Text for analysis.
The community college advising team I led prior to joining EAB served adult learners, who juggled competing responsibilities and were rarely able to meet for in-office advising appointments. Little did I know those experiences with virtual advising would serve as training for a global pandemic, specifically COVID-19. Since this is new territory for many advisors, I’d like to share three tips for effective virtual advising.  

Tip 1: Manage your expectations

While you may be accustomed to students arriving to your appointments with few distractions, we can’t anticipate the unique circumstances our students are facing now as routines have been upended for all of us. Students may have sick family members, poor Internet connections, or mounting mental health concerns.

Your outreach to students during this time should recognize that college may not currently be their top priority. When you are fortunate enough to chat with them by phone or text, first ask how they are coping and whether it’s a good time to discuss the purpose of your communication.

While your question may derail the conversation and prevent discussion about what you had planned, you might hear about what really matters to the student right now. That rapport will invite more trust as you work to keep students on their academic paths.

Tip 2: Tighten your agenda

Typically, we’d love to spend more time with students drifting between discussions about their goals and needs. However, in a virtual environment, shorter meetings that happen closer together are more productive. This is not the time to check in about midterms, transfer planning, and fall enrollment. Not only do short appointments prevent large gaps in your calendar if students are forced to cancel unexpectedly, but they keep the focus on a few, critical items.

To maximize your limited time together, prepare in advance. Email the student an agenda of objectives to complete during the appointment. Ask for any additions that have been on the student’s mind. Limiting the length and scope of these appointments makes the short bursts become more memorable, especially in these chaotic times.

Source data.
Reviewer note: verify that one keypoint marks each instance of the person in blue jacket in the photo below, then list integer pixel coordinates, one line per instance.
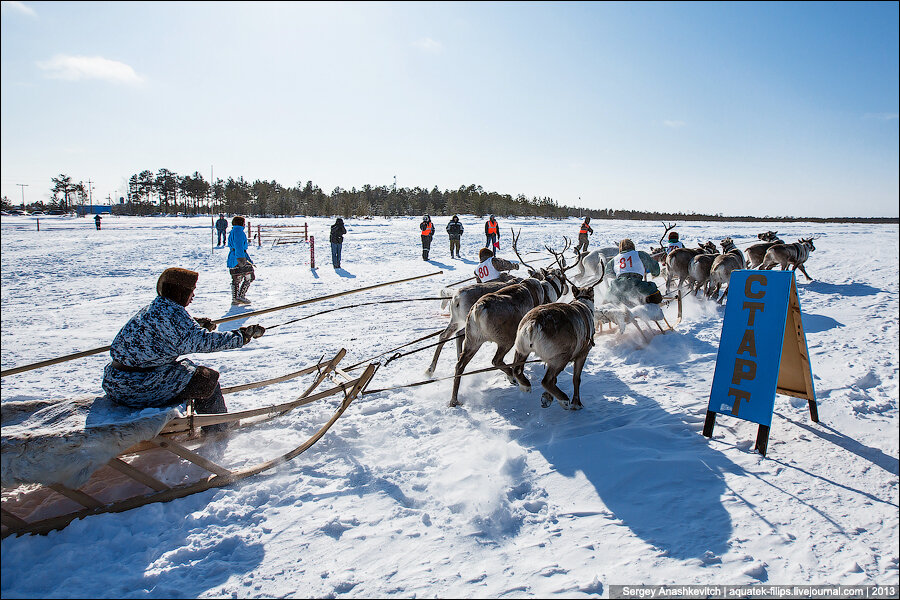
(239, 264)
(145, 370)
...
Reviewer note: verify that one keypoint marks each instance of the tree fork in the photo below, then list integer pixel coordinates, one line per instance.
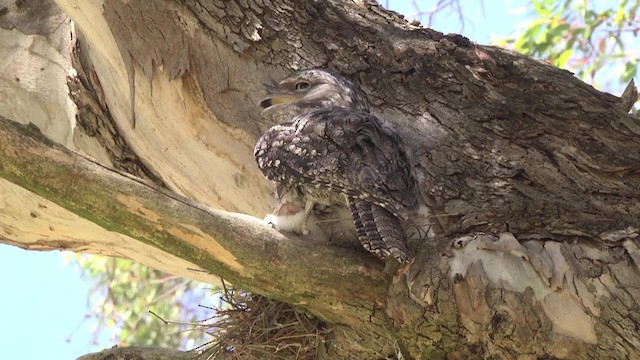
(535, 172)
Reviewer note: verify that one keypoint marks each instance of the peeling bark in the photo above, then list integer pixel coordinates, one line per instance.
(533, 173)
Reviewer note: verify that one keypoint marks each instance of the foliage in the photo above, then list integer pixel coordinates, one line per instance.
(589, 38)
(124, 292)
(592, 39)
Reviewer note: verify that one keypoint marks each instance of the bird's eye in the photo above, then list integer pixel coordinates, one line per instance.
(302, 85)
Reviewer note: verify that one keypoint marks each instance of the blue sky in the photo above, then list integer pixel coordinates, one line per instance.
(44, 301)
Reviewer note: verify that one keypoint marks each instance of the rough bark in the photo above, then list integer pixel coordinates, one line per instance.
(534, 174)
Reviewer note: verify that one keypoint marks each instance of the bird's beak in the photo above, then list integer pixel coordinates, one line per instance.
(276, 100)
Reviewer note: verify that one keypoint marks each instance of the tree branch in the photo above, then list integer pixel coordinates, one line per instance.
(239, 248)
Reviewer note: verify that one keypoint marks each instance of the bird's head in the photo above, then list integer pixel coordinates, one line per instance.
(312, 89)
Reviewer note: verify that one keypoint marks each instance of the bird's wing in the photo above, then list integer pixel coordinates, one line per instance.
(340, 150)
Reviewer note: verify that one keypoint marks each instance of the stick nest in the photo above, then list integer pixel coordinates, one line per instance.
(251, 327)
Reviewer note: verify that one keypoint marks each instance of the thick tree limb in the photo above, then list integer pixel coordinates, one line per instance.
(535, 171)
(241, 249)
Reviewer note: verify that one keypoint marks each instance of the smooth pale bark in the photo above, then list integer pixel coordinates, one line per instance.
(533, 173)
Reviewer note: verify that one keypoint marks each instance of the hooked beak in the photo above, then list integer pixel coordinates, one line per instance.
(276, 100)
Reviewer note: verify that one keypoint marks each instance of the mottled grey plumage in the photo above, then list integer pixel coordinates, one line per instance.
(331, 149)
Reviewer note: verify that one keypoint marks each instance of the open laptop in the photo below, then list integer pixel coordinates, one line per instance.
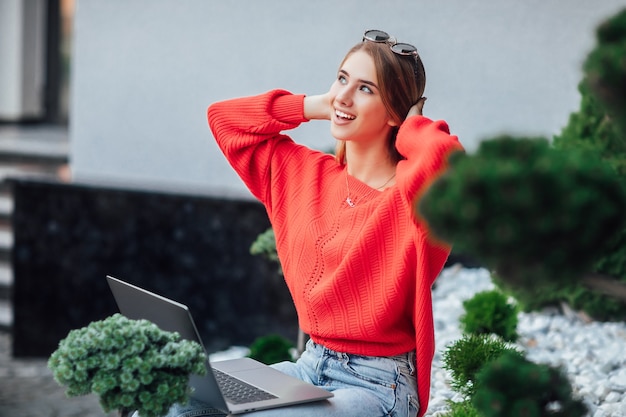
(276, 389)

Brief A. In the text on virtual advising, whom did the author's community college advising team serve?
Brief B. Summarize the text on virtual advising in two sentences.

Task solution A. Adult learners who juggled competing responsibilities and were rarely able to meet for in-office advising appointments.

Task solution B. Drawing on experience with virtual advising for adult learners at a community college, the author offers tips to advisors for whom virtual advising during COVID-19 is new territory. Advisors should manage their expectations by recognizing students' upended circumstances and first asking how they are coping, and they should tighten their agendas through shorter, more closely spaced meetings prepared in advance and focused on a few critical items.